**Instructions to follow**
Make an exact copy of the records, and keep the pictures out of it.

**Supplied data**
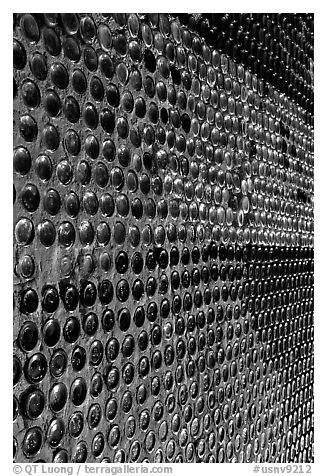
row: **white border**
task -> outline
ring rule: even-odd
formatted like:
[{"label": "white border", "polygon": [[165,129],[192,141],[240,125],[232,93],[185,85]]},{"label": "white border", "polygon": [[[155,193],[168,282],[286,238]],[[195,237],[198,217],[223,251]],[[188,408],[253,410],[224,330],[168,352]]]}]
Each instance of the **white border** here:
[{"label": "white border", "polygon": [[[12,473],[12,13],[26,11],[42,12],[56,10],[88,11],[90,1],[80,0],[76,5],[67,1],[57,0],[55,3],[15,1],[2,4],[0,45],[1,45],[1,93],[0,93],[0,468],[4,475]],[[327,474],[324,462],[327,463],[325,442],[327,441],[327,8],[323,2],[274,1],[271,3],[252,1],[249,3],[234,0],[233,2],[176,2],[165,0],[163,3],[153,1],[140,2],[95,2],[91,3],[92,11],[119,12],[314,12],[315,14],[315,463],[312,474]],[[27,8],[28,7],[28,8]],[[55,7],[55,8],[54,8]],[[69,8],[67,8],[69,7]],[[74,8],[75,7],[75,8]],[[118,8],[119,7],[119,8]],[[228,7],[230,10],[227,10]],[[324,193],[325,192],[325,193]],[[278,466],[278,465],[274,465]],[[216,468],[207,465],[201,471],[216,474],[250,474],[253,464],[246,467],[223,464]],[[200,469],[200,468],[199,468]],[[196,474],[194,464],[174,465],[174,474]]]}]

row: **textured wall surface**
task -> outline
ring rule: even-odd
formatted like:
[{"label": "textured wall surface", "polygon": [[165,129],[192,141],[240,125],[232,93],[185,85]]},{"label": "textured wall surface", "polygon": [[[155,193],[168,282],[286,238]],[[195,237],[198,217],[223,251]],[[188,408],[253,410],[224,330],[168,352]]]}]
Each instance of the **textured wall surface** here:
[{"label": "textured wall surface", "polygon": [[313,461],[313,16],[17,14],[14,459]]}]

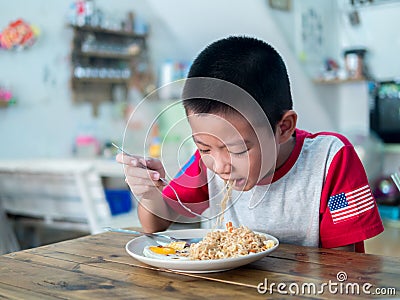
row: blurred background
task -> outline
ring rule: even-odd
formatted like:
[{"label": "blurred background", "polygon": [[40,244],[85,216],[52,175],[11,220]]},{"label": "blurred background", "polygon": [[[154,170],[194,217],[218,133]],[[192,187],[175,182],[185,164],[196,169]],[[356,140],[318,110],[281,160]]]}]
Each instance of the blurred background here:
[{"label": "blurred background", "polygon": [[248,35],[282,54],[299,128],[355,145],[386,225],[367,251],[396,255],[399,13],[395,0],[4,3],[0,250],[138,226],[111,143],[162,158],[173,176],[194,148],[187,124],[172,126],[184,118],[179,85],[165,85],[209,43]]}]

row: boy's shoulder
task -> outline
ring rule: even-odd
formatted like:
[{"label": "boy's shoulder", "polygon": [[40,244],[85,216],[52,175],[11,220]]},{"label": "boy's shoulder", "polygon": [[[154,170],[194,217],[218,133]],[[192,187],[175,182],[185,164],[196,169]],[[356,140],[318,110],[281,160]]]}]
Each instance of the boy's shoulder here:
[{"label": "boy's shoulder", "polygon": [[344,135],[333,131],[320,131],[311,133],[306,130],[296,129],[296,139],[300,142],[304,141],[331,141],[343,146],[352,146],[351,142]]},{"label": "boy's shoulder", "polygon": [[293,174],[293,172],[301,170],[304,173],[305,170],[309,170],[310,174],[314,174],[315,168],[329,167],[341,150],[344,152],[354,151],[349,140],[335,132],[310,133],[296,128],[295,134],[294,149],[286,162],[275,171],[274,182],[289,172]]}]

**Result for this exercise**
row: **white border**
task -> outline
ring rule: even-odd
formatted like:
[{"label": "white border", "polygon": [[165,129],[192,141],[240,125],[232,93],[185,85]]},{"label": "white border", "polygon": [[[155,193],[168,282],[286,238]],[[195,237],[198,217],[223,251]],[[188,408],[253,410],[224,330],[168,352]]]}]
Each instance of the **white border** here:
[{"label": "white border", "polygon": [[[12,473],[12,13],[26,11],[42,12],[56,10],[88,11],[90,1],[80,0],[76,5],[67,1],[57,0],[55,3],[15,1],[2,4],[0,45],[1,45],[1,93],[0,93],[0,468],[4,475]],[[327,474],[324,462],[327,463],[325,442],[327,441],[327,8],[323,2],[274,1],[271,3],[252,1],[249,3],[234,0],[233,2],[176,2],[165,0],[163,3],[153,1],[140,2],[95,2],[91,3],[92,11],[119,12],[314,12],[315,14],[315,463],[312,474]],[[27,8],[28,7],[28,8]],[[55,7],[55,8],[54,8]],[[69,8],[67,8],[69,7]],[[74,8],[75,7],[75,8]],[[118,8],[119,7],[119,8]],[[228,7],[230,10],[227,10]],[[324,193],[325,192],[325,193]],[[278,466],[278,465],[274,465]],[[216,468],[207,465],[201,471],[216,474],[250,474],[253,464],[246,467],[223,464]],[[200,469],[200,468],[199,468]],[[196,474],[194,464],[174,465],[174,474]]]}]

row: **textured wall surface**
task -> outline
ring rule: even-odd
formatted like:
[{"label": "textured wall surface", "polygon": [[165,129],[192,141],[240,125],[232,93],[185,85]]},{"label": "textured wall surface", "polygon": [[[155,193],[168,282],[286,238]],[[195,237],[198,217],[223,251]],[[188,408],[253,410],[224,330],[168,352]]]}]
Each instance of the **textured wall surface** here:
[{"label": "textured wall surface", "polygon": [[313,461],[313,16],[17,14],[14,459]]}]

row: blurred background
task -> outline
ring rule: even-odd
formatted like:
[{"label": "blurred background", "polygon": [[40,244],[85,216],[52,175],[11,220]]},{"label": "blurred background", "polygon": [[[154,170],[194,217],[218,133]],[[192,187],[175,182],[185,164],[196,169]],[[356,140],[318,110],[281,160]]]}]
Each instance of the blurred background here:
[{"label": "blurred background", "polygon": [[248,35],[282,54],[299,128],[355,145],[386,225],[367,251],[396,255],[399,13],[395,0],[4,3],[0,250],[138,226],[111,143],[162,158],[173,176],[194,148],[187,124],[172,126],[184,118],[179,85],[165,85],[209,43]]}]

row: boy's shoulder
task -> outline
ring rule: even-odd
formatted like:
[{"label": "boy's shoulder", "polygon": [[40,244],[85,216],[52,175],[11,220]]},{"label": "boy's shoulder", "polygon": [[[154,170],[194,217],[218,133]],[[192,187],[175,182],[185,164],[196,169]],[[356,140],[318,110],[281,160]]]}]
Each instance of the boy's shoulder here:
[{"label": "boy's shoulder", "polygon": [[344,135],[333,131],[320,131],[311,133],[306,130],[296,129],[296,139],[300,142],[304,141],[331,141],[343,146],[352,146],[351,142]]},{"label": "boy's shoulder", "polygon": [[293,174],[293,172],[301,170],[304,173],[305,170],[309,170],[310,174],[314,174],[315,168],[329,167],[341,150],[344,152],[354,151],[349,140],[335,132],[310,133],[296,128],[295,134],[294,149],[286,162],[275,171],[274,182],[289,172]]}]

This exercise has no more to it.